## YOUR TASKS
1. Answer these questions using the thread on the CAE implementation in pylearn2:
(a) What is the shape of the 3 tensor that results from computing the Jacobian for each example?
(b) What expression is given for the whole contractive penalty C?
(c) Which non-linearity does the reply name as a case where the implementation should not give erroneous results?
2. Continue the thread on the CAE implementation in pylearn2 from its final sentence.

### TEXT SECTION

CAE implementation

338 views
Skip to first unread message

Ian Goodfellow

unread,
Jul 17, 2012, 2:04:41 PM7/17/12
to pylearn-dev
I think the CAE implementation in pylearn2 is fairly inefficient and
I'm not sure why it is implemented the way it is.
Right now it explicitly computes the Jacobian for each example, which
ends up being a 3 tensor of shape
(batch_size, nhid, nvis). That's a lot of memory.

I don't see why we explicitly compute the Jacobian. If we compute the
contractive penalty directly we can get away
without using the full Jacobian but we can still be general about what
kind of non-linearity the autoencoder uses.

Let J be the Jacobian of h with respect to v.
Let C_k = Fro(J)^2 be the contractive penalty on example k.
C_k = sum_i sum_j ( d h_kj / d v_ki )^2
Assuming the autoencoder hidden layer is based on an elemwise nonlinearity, this
= sum_i sum_j ( d h_kj / d a_kj )^2 ( d a_kj / d v_ki)^2
(where a_j is the input to h_j before the nonlinearity)
= sum_i sum_j ( d h_kj / d a_kj )^2 W_ij^2
= sum_i sum_j g_kj W_ij^2
(where g = T.sqr(T.grad( h.sum(), a)) )
= sum_i g_kj sum_j W_ij^2
= T.dot( g_k, w)
(where w = T.sqr(W).sum(axis=0) )

so the whole penalty C = T.dot( g, w).sum()

Is pylearn2 trying to be more general than that, or did I make a
mistake in my derivation somewhere?

Pascal Lamblin

unread,
Aug 2, 2012, 11:06:59 PM8/2/12
to pylea...@googlegroups.com
On Tue, Jul 17, 2012, Ian Goodfellow wrote:
> Assuming the autoencoder hidden layer is based on an elemwise nonlinearity,
> [...]
> Is pylearn2 trying to be more general than that, or did I make a
> mistake in my derivation somewhere?

I think David used that assumption to make CAEs more efficient in a
previous implementation in the past, I don't know what happened to that
code.

I would think that pylearn2 does, indeed, try to be more general,
and consider the case where the non-linearity is not an elemwise
function, but can have some kind of normalization, or interaction
between neighbouring units, etc.

If there is a way to select between both implementation, that would be
guaranteed not to give erroneous results (even when using something like
softmax as non-linearity), I would be all for it.

######
### RECORD EXCERPTS

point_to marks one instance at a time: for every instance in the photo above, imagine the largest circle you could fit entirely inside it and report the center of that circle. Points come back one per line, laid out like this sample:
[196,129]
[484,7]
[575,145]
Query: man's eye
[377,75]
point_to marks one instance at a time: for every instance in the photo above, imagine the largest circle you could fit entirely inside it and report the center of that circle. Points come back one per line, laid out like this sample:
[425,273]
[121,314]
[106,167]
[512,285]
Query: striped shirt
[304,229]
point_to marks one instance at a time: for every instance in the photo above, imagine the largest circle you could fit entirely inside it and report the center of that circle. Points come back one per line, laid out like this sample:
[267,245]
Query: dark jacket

######

## ANSWERS GIVEN
1.
(a) (batch_size, nhid, nvis)
(b) T.dot( g, w).sum()
(c) Softmax

2.
--
Pascal

Yoshua Bengio

unread,
Aug 16, 2012, 6:46:56 AM8/16/12
to pylea...@googlegroups.com
I think it is fine to have two implementations. An efficient specific one and an inefficient generic one.

-- Yoshua

Ian Goodfellow

unread,
Aug 16, 2012, 8:14:43 AM8/16/12
to pylea...@googlegroups.com
I haven't looked at this for a few weeks, but I think the current one already
assumes that the nonlinearity is elementwise. I think it uses this assumption
in order to compute the Jacobian without using scan.

The problem is that it computes the CAE penalty by first computing the
Jacobian and then computing its Frobenius norm. theano isn't smart enough
to realize that this causes a big memory bottleneck so it doesn't optimize
this down into something more sensible. Instead we should just compute
the CAE penalty directly in order to avoid computing a 3-tensor.

I think it should be
T.dot( T.grad(H.sum(), z) , T.sqr(W).sum(axis=0) )
but someone should check that since that's just off the top of my head.
(The T.grad(H.sum(),z) is the part that assumes elementwise nonlinearity
but I think that's already used to compute the Jacobian in the current
implementation)

Frédéric Bastien

unread,
Aug 16, 2012, 11:29:51 AM8/16/12
to pylea...@googlegroups.com
On Thu, Aug 16, 2012 at 8:14 AM, Ian Goodfellow
<goodfel...@gmail.com> wrote:
> I haven't looked at this for a few weeks, but I think the current one already
> assumes that the nonlinearity is elementwise. I think it uses this assumption
> in order to compute the Jacobian without using scan.
>
> The problem is that it computes the CAE penalty by first computing the
> Jacobian and then computing its Frobenius norm. theano isn't smart enough
> to realize that this causes a big memory bottleneck so it doesn't optimize
> this down into something more sensible. Instead we should just compute
> the CAE penalty directly in order to avoid computing a 3-tensor.

Can you tell what optimization is missing in Theano that would help that?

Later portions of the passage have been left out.